Problem to solve – Reproduce, word for word, everything in the TV-show conversation below from "I mean, if there's" down to "the cheap seats.".

Text section below:

They don't say anything about our world.
I mean, if there's anything very sweet about this whole entire endeavor,
it's like you wouldn't probably be able to sell a show
about a woman who thinks that she's trapped inside of a 1950s sitcom
and is imagining her life with her husband
and is able to basically manifest her dreams and anxieties
in this sort of pop culture prison.
No, the version you can sell is Zoe's extraordinary playlist.
Yeah, yeah.
Which is no disrespect to that.
I mean, that is a show about a woman's internal life
with a conceit that is a little odd
that is played to the cheap seats.
you know, I mean that not that it's cheap to watch the show.
I mean, she literally sings the songs to belt them out to the back of the auditorium,
figuratively speaking.
Yeah, a challenging drama about someone stuck in their, like, locked in syndrome.
Yeah, who's basically like protecting themselves by placing them,
by placing herself in, like, this world.
Yeah, we're not getting that, that's not getting greenlit anymore.
Right. So you have to kind of accept the fact that if you want to watch an espionage show
with Oscar Isaac and Ethan Hawk, it's got to be about Moon Night.
It can't just be about, like, the Borden legacy.
My last question,
if you found yourself in a Wanda Maximoff S position
where you had to hide away in a fictional television world,
what show would you pick?
Oh, my God.
It has to be a scripted show.
Why, would you pick Top Chef?
Yeah, no, or I'd pick, like, the, you know, any Asian,
based episode of parts unknown.
You know what I mean?
Although I guess wet markets...
Tokyo sex shops.
I was like to say,
wet markets have taken a bad rap
the last year,
so maybe not that anymore.
Boy.
So I'm hiding out and I'm...
Yeah, and it's like,
I think that what you're looking at here
is comfort, right?
Like, so you're not going to choose deadwood.
Do you know what I mean?
No.
You're not going to be like,
what I want to do is get consumption, you know?
I think the most natural pick
is like a Mike Scher sitcom, right?
So it's like parks and rec because everybody's nice and doing their best.
And you can, there's a decent diner.
And like you could just kind of hang out there for a while.
I don't think I necessarily, if I was really like seeking mental refuge, it would be like my watching habits.
Right.
It wouldn't, I don't, I don't really want to like vibe out with something extremely challenging.
You know, I don't want to like just join the police force with Elizabeth Moss in top of the lake season one or two just to like heal my soul.
What do you got?
What's your answer?
I definitely would go pre-internet
just because I think that would be
like sanity producing.
And it's tough.
Like part of me wants to say Miami Vice
and just drive around in 80s, Florida,
and sports cars,
but there was a lot of murder in that show.
Yes, that's the thing.
I don't know if my lifespan would be ideal.
Part of me was like,
wouldn't it be fun to be like
a mid-level member of Coach Taylor's staff?
in Friday at lights, like the quality control guy or, you know, like,
linebackers coach.
And like every once a month I get to have dinner with the tailors and catch up on everything.
But for the most part, I have like a pretty chill life in, in West Texas.
But if you look at the timeline of that show, you have very little job security because
that guy changed jobs a lot.
And I also think that like you have to deal with like, you know, season two, while we choose
to ignore it would be a reality for the people on that show.
So Landry killing a guy.
That guy killed the guy, yeah.
The train crash in season one, you know, streets going to get shark stem cell therapy.
I also see this as a long con to get you back to Philadelphia, which is where the Taylor ended up.
That's all I want is to be the OC in Temple underneath Coach Taylor.
But yeah, I would say probably in Miami, even if it would be a short run.
I would love to watch you on a go fast boat or whatever they called them in the TV show.
I think, listen, I think you look great in.
deal. I always have. Thank you, man. I think so, too. We're going to wrap it up there.
We'll be back on Thursday, and we'll continue talking about Wanda Vision throughout the season,
so you can expect our Monday shows to cover them. So keep on top of that show. And until then,
man, I'll talk to you on Thursday. Great job for Hainskies. Just really think we did it.

End of Text section.
Record set below:

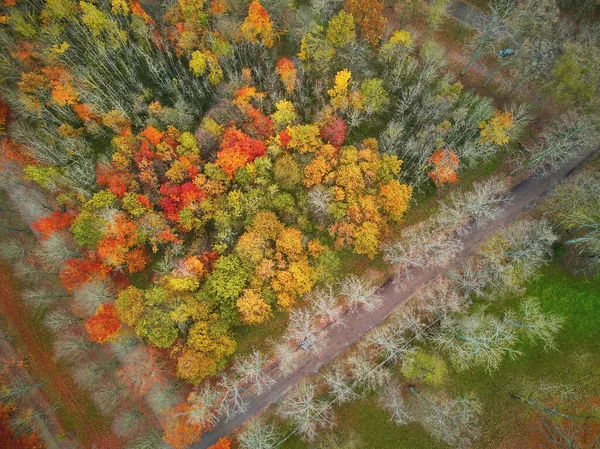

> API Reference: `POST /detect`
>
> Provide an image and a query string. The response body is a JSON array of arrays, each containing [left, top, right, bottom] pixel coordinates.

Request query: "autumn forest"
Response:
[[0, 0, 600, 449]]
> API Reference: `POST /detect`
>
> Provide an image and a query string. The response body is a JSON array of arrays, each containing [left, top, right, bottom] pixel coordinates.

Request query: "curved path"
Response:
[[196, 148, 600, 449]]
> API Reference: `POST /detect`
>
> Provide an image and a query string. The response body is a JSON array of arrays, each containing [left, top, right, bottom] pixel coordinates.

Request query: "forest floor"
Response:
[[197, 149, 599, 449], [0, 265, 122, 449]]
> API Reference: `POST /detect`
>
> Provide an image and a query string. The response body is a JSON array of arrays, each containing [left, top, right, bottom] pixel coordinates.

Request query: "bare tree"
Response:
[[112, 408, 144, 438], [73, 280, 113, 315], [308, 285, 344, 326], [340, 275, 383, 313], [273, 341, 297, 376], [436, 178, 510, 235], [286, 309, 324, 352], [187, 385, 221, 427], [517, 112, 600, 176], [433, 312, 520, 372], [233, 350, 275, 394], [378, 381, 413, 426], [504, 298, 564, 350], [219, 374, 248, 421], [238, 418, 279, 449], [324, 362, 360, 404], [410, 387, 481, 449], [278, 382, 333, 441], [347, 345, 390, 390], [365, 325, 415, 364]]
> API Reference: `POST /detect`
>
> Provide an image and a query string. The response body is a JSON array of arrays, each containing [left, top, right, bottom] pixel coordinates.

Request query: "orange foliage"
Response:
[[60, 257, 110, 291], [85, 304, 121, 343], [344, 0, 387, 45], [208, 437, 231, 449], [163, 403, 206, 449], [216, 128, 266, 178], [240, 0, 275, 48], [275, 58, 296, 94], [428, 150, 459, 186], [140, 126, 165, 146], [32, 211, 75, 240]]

End of Record set.
Record set below:

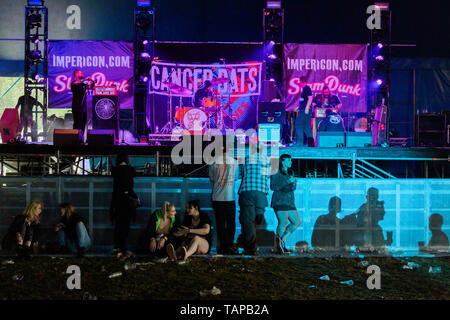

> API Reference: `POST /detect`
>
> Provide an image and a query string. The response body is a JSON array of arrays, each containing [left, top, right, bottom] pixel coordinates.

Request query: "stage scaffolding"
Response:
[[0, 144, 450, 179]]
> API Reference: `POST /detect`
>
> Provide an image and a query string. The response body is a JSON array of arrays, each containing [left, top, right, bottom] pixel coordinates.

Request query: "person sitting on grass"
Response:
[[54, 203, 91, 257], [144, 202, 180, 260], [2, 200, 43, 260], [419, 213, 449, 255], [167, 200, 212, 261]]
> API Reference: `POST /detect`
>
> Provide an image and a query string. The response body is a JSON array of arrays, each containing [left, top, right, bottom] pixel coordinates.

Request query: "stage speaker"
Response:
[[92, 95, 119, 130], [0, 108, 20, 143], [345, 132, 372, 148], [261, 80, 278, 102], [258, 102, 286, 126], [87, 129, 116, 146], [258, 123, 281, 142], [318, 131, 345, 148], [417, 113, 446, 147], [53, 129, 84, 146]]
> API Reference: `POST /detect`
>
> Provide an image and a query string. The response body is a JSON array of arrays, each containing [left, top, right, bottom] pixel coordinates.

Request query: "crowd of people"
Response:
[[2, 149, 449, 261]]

End of Record set.

Answer section –
I mean, if there's anything very sweet about this whole entire endeavor,
it's like you wouldn't probably be able to sell a show
about a woman who thinks that she's trapped inside of a 1950s sitcom
and is imagining her life with her husband
and is able to basically manifest her dreams and anxieties
in this sort of pop culture prison.
No, the version you can sell is Zoe's extraordinary playlist.
Yeah, yeah.
Which is no disrespect to that.
I mean, that is a show about a woman's internal life
with a conceit that is a little odd
that is played to the cheap seats.